■ Work to complete: Restate the whole listing word for word. Pictures are left out.
---------- Records for processing
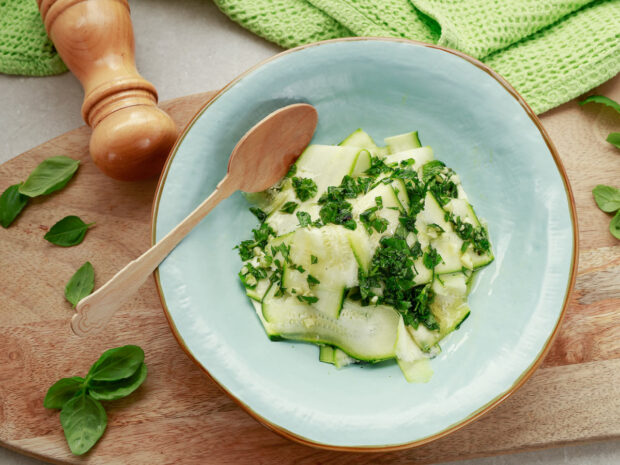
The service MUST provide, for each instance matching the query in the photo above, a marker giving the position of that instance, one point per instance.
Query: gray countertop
(186, 47)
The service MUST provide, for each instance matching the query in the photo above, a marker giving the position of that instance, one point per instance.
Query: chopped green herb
(308, 299)
(292, 171)
(377, 167)
(304, 219)
(260, 214)
(435, 227)
(431, 258)
(432, 169)
(312, 280)
(305, 188)
(289, 207)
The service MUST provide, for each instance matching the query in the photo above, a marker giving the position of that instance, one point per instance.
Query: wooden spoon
(260, 159)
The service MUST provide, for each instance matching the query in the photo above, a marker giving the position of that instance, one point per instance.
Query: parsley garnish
(292, 171)
(377, 166)
(477, 237)
(304, 219)
(305, 188)
(431, 258)
(432, 169)
(309, 299)
(261, 215)
(261, 236)
(392, 269)
(289, 207)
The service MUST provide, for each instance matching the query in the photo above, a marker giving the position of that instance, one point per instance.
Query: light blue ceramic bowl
(475, 123)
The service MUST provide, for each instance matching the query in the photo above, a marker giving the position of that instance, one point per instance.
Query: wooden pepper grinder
(131, 136)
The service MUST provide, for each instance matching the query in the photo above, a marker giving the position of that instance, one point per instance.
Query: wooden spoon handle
(95, 310)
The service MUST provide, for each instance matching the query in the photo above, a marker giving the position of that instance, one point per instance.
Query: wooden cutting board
(180, 416)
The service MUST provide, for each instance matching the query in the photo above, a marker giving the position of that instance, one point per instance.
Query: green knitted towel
(550, 50)
(24, 46)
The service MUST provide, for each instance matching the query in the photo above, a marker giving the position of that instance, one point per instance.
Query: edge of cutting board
(573, 398)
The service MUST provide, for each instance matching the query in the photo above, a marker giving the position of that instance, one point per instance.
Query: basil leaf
(81, 284)
(113, 390)
(84, 420)
(614, 226)
(67, 232)
(601, 99)
(11, 204)
(61, 391)
(607, 198)
(614, 139)
(116, 364)
(51, 174)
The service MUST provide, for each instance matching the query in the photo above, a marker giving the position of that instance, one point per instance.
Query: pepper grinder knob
(131, 136)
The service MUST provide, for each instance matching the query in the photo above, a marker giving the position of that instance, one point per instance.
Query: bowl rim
(483, 409)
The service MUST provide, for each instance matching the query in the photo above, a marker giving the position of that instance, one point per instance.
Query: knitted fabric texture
(24, 45)
(549, 50)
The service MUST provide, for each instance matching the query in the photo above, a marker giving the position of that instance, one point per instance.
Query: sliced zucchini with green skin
(326, 165)
(449, 306)
(414, 364)
(326, 354)
(403, 142)
(361, 164)
(364, 244)
(365, 333)
(401, 194)
(425, 338)
(359, 138)
(335, 356)
(259, 291)
(335, 267)
(463, 209)
(433, 228)
(420, 156)
(271, 334)
(362, 140)
(285, 223)
(342, 359)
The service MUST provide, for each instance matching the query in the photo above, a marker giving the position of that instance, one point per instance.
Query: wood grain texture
(180, 416)
(131, 136)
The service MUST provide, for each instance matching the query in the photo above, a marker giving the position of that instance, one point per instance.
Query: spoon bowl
(262, 157)
(265, 153)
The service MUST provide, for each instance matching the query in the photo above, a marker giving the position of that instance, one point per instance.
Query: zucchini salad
(366, 251)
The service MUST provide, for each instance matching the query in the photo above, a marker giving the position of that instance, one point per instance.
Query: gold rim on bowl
(489, 405)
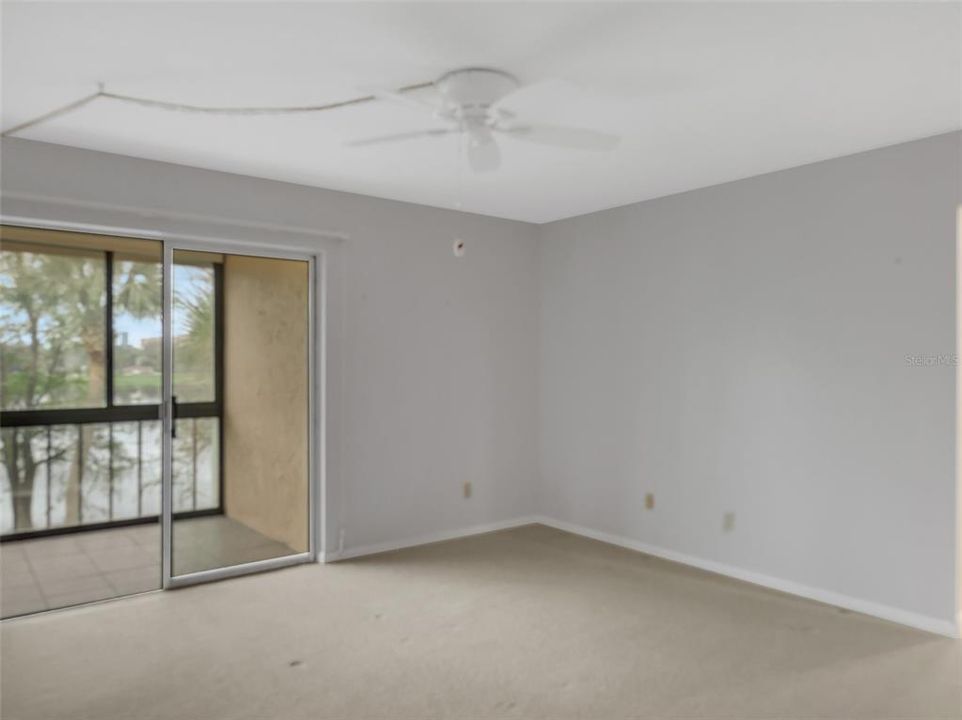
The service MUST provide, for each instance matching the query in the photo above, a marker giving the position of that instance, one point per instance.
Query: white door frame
(318, 507)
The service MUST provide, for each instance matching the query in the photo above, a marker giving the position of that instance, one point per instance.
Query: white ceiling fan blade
(563, 136)
(395, 137)
(483, 152)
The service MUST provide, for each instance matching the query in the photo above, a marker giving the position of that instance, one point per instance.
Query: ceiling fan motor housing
(468, 94)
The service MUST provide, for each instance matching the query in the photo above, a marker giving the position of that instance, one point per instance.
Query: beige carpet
(525, 623)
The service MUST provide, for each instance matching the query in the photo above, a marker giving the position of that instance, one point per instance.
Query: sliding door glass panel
(79, 462)
(52, 314)
(138, 326)
(194, 319)
(240, 451)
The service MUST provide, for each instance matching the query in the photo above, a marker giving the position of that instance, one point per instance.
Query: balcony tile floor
(63, 570)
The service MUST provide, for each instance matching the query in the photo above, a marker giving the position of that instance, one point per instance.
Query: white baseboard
(424, 539)
(897, 615)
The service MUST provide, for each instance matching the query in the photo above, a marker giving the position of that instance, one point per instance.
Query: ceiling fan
(474, 103)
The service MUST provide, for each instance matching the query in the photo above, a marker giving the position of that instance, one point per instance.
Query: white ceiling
(702, 93)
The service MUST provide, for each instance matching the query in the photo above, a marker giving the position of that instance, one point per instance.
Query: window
(81, 380)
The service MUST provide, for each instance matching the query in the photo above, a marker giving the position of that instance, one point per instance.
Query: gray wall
(431, 359)
(739, 349)
(743, 349)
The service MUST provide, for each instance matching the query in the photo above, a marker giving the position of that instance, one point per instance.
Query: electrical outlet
(728, 522)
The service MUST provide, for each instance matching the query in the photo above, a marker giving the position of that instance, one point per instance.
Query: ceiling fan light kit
(472, 103)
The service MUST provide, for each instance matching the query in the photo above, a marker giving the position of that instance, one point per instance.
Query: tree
(52, 351)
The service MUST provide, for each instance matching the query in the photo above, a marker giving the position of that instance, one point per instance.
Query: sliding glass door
(156, 415)
(239, 412)
(80, 428)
--------------------
■ The reply:
The service MUST provide, for each instance matching the query in the photo above, a marker giving the position of that instance, one point per instance.
Query: gray countertop
(186, 47)
The service MUST provide, for each instance matching the query in the photo above, a marker giving the position of that instance, one point per instance.
Query: chopped green herb
(308, 299)
(292, 171)
(377, 167)
(304, 219)
(260, 214)
(435, 227)
(431, 258)
(432, 169)
(312, 280)
(305, 188)
(289, 207)
The service MUST provide, for each instance matching the query in the photo above, a marker giving the position of that instance, one point per instance.
Query: wooden spoon
(260, 159)
The service MUST provide, for each instance matching the query in the photo above, a marker giving the position of that instance, one point per instance.
Query: parsley garnish
(292, 171)
(377, 166)
(477, 237)
(304, 219)
(305, 188)
(431, 258)
(432, 169)
(309, 299)
(261, 215)
(261, 236)
(392, 269)
(289, 207)
The service MUST provide, for each instance matching the query in the photo above, a marker giving the position of that instance, one point per instance.
Query: light blue ceramic bowl
(475, 123)
The service MUST provide, for each instance matching the query in the photo above, a marker giving the position of that instance, one point per instance.
Query: wooden pepper grinder
(131, 136)
The service MUST provide, for each instance matching the query in the photo above, a marker giving the position of that instance, one point per instance.
Query: wooden spoon handle
(95, 310)
The service MUST provide, for each instance matching the query in the photo above, a marker giving the position of that instance, one point per instance.
Query: wooden cutting board
(180, 416)
The service MUST provide, for each instance matching the query in the photo above, a marker giving the position of that instance, one point per instance.
Query: green knitted towel
(550, 50)
(24, 46)
The service MUST provide, for each instance matching the query in the photo above, a marker giving the position of that instance, one point per instance.
Query: edge of cutting board
(573, 398)
The service MUST provide, for each instance matching the query in the photo above, a marker giving the position of that instance, one point per instance.
Query: basil leaf
(81, 284)
(113, 390)
(84, 420)
(614, 226)
(67, 232)
(601, 99)
(11, 204)
(61, 391)
(607, 198)
(614, 139)
(116, 364)
(51, 174)
The service MUST provide, for each instance matching the query in the photo above, a marker giving the position of that instance, one point per instance.
Query: pepper grinder knob
(131, 136)
The service MUST provide, for each instance matching the query in the photo above, a marker giving the position of that instance, one point per instance.
Query: bowl rim
(483, 409)
The service MUST provide, for each instance matching the query in the photo above, a marker giving the position of that instance, one point per instance.
Query: knitted fabric texture
(24, 45)
(549, 50)
The service MUST provide, for each instance matching the query in the photo above, a marker giving the position of that instance, one point per instance.
Query: sliced zucchini with green skin
(326, 165)
(449, 306)
(414, 364)
(326, 354)
(403, 142)
(361, 164)
(364, 244)
(365, 333)
(401, 194)
(425, 338)
(359, 138)
(335, 356)
(259, 291)
(335, 267)
(463, 209)
(433, 228)
(420, 156)
(271, 334)
(362, 140)
(285, 223)
(342, 359)
The service MUST provide, for each instance matching the query in the photo above, a marker giving the position of that instance, one point per instance.
Query: wood grain texture
(180, 416)
(131, 136)
The service MUST provide, for each instance matching the query in the photo above, a marker giving the position of that instance, one point per instance.
Query: spoon bowl
(262, 157)
(265, 153)
The service MUST provide, for each instance matching the query in the photo above, a marker giving the position of that instance, one point per instance.
Query: zucchini salad
(366, 251)
The service MUST provide, for each instance matching the query in the photo above, a marker giving the position of that instance, one point per instance.
Query: gold rim on bowl
(489, 405)
The service MUST provide, for each instance matching the query in the photo above, a marker giving the position of that instance, one point per instance.
Query: white door frame
(318, 507)
The service MUST provide, for each instance matching the query in the photo above, a marker giving the position of that instance, one point per instance.
Query: white ceiling fan blade
(563, 136)
(395, 137)
(483, 152)
The service MUST provide, for each instance matching the query in the photo above, a marker giving the position of that instance, one point per instance.
Query: ceiling fan motor housing
(468, 94)
The service MUST provide, for each instance matching the query in the photo above, a marker giving the position of that instance, one point per instance.
Query: beige carpet
(525, 623)
The service MUST provide, for each instance matching the query in the photo above, a marker giving the position of that instance, one point per instance.
Query: sliding door glass panel
(79, 462)
(52, 314)
(138, 326)
(194, 319)
(240, 451)
The service MUST provide, for each instance matching the query in the photo above, a marker giving the position of that instance, one point per instance.
Query: balcony tile floor
(63, 570)
The service MUST provide, for each instance matching the query in the photo above, a marker giving the position of that instance, one point per instance.
Query: white baseboard
(424, 539)
(897, 615)
The service MUST provide, for each instance matching the query in the photo above, a marker giving the position of that instance, one point per instance.
Query: ceiling fan
(474, 103)
The service MUST provide, for each instance matching the query in the photo above, a marker giving the position of that instance, one point per instance.
Query: white ceiling
(702, 93)
The service MUST provide, for each instance matching the query in the photo above, a marker giving the position of that instance, one point per instance.
Query: window
(81, 380)
The service MUST provide, for each instance matching the query in the photo above, a marker giving the position of that instance, one point per instance.
Query: gray wall
(431, 359)
(739, 349)
(743, 349)
The service MUST provide, for each instance matching the query in the photo above, a marker giving the position of that instance, one point per instance.
Query: electrical outlet
(728, 522)
The service MUST provide, for each instance matching the query in the photo above, a marker giving the position of that instance, one point per instance.
Query: ceiling fan light kit
(472, 103)
The service MUST provide, for each instance matching the query in the photo above, a marker giving the position of that instance, one point per instance.
Query: tree
(52, 351)
The service MUST provide, for each instance matching the query in the photo above, a marker giving the position of that instance, one point per instance.
Query: sliding glass door
(156, 415)
(239, 412)
(80, 428)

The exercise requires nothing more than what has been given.